* [Trecho da página]:
━━━━━━━━
Em entrevista, Ana Paula Caldeira Souto Maior, advogada do Instituto Socioambiental (ISA), falou não só sobre as consequências do julgamento na terra indígena Raposa Serra do Sol, como também analisou quais podem ser os impactos da decisão sobre outros processos de demarcação de Tis, além de abordar as necessidades e direitos dos povos indígenas.
Qual a sua opinião sobre o julgamento do STF realizado na semana passada?
Foi um resultado bem positivo para a Raposa Serra do Sol, porque reconheceu que a demarcação foi feita com base em um procedimento administrativo legítimo, que não houve nenhum vício que maculasse esse processo. Reconheceu que é possível demarcar Terra indígena em faixa de fronteira, mostrou que a forma de demarcar TI, realizada pela Funai [Fundação Nacional do Índio], implica na demarcação ou no reconhecimento integral das terras ou do direito dos índios à terra e não um reconhecimento parcial como era postulado pelo Estado de Roraima. Todas essas questões foram discutidas no bojo do processo.
Outra questão suscitada foi com relação ao Estado que tenha uma parte significativa de seu território ocupado por terras indígenas - e essas terras pertencem à União - se essas terras não comprometeriam a existência do Estado, causando um conflito federativo. E foi estabelecido que não, que mesmo tendo parte significativa de seu território ocupado por populações indígenas - e neste caso o Estado de Roraima é um Estado excepcional, porque é o Estado que tem a maior parte de território físico ocupado por populações indígenas, cerca de 45% - a ocupação dos índios em seu território não compromete a existência do Estado, nem tampouco o seu desenvolvimento econômico.
Na verdade as populações indígenas têm que participar do desenvolvimento do Estado, que deve ser pensado a partir da sua realidade, no caso a existência dessas populações. Então esses fatos são muito importantes e eles valem não só para a demarcação da Raposa Serra do Sol, mas para todas as terras indígenas que foram demarcadas de acordo com o artigo 231, da Constituição Federal.
No julgamento foram colocadas 19 condicionantes. Qual é a sua opinião sobre elas?
Elas trazem inquietações. Algumas delas repetem o texto constitucional - e quanto a isso não há problema algum - mas aquelas que representam inovações, trazem algumas preocupações.
━━━━━━━━
* [Registros fornecidos]:

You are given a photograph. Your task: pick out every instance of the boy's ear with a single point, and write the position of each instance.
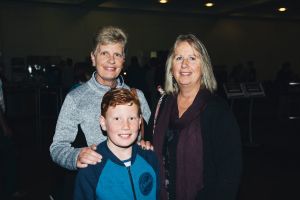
(102, 123)
(93, 59)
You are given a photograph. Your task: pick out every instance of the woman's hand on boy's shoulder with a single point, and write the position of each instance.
(145, 145)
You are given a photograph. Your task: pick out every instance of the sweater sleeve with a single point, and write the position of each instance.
(61, 149)
(224, 147)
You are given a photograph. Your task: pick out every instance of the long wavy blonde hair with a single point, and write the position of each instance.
(208, 80)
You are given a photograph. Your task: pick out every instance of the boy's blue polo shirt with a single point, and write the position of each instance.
(111, 179)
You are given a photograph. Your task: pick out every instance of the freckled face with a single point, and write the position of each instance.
(186, 66)
(108, 60)
(122, 125)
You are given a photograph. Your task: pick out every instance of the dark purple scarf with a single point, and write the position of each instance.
(189, 169)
━━━━━━━━
* [Tarefa]: Continue a entrevista sobre o julgamento da Raposa Serra do Sol a partir do ponto em que ela termina. Os registros não têm relação com a entrevista.

* [Resposta esperada]:
Uma delas é com relação à construção de obras, que em terras indígenas que forem consideradas de cunho estratégico pelas Forças Armadas não precisarão de consulta às comunidades indígenas, nem à Funai. Entendo que isso fere o direito das comunidades indígenas de serem ouvidas, de criar um diálogo com o poder público para realizar qualquer obra dentro do seu território. A convenção 169 da OIT [Organização Internacional do Trabalho] sobre populações indígenas e tribais é bem clara ao dizer que os povos indígenas devem ser consultados sob quaisquer medidas administrativas ou legislativas que vão afetá-los. A gente entende que essa é uma questão que traz preocupações.
Outra é a vedação da ampliação de terras que já foram demarcadas. As terras indígenas que foram demarcadas antes da Constituição de 1988 foram demarcadas dentro da perspectiva de que os índios iriam ser assimilados à sociedade nacional, que eles deixariam de viver de acordo dos seus usos, costumes e tradição. A partir de 1988, a Constituição reconhece a forma própria de existir dos povos indígenas e eles têm o direito de manter a sua própria cultura, falar a sua própria língua, ter suas concepções de saúde, educação. E a demarcação das terras indígenas é feita com o que está descrito na Constituição do que são as terras indígenas.
São estabelecidos, então, quatro critérios: que as terras indígenas são os locais onde os índios moram e habitam, são as áreas que eles precisam para manter suas atividades produtivas, são as áreas onde haja condições físicas - rios, matas - que permitam eles se reproduzirem, como também áreas onde eles precisam ter para a reprodução física e cultural. Física no sentido de que as populações vão aumentar e eles precisam ter uma terra suficiente para isso e reprodução cultural são áreas onde têm um significado mítico, religioso, para cada população específica.
As terras que foram demarcadas a partir de 1988, como é a terra indígena Raposa Serra do Sol, como é a terra indígena Yanomami e outras, levaram em consideração esses aspectos constitucionais. As terras que foram demarcadas antes de 1988 não levaram em consideração esses aspectos, pelo contrário, levaram em consideração que os índios estavam ali no local e que eles não precisariam de nenhum outro espaço porque o seu futuro era ser assimilados, era passar a vivem sem a sua cultura.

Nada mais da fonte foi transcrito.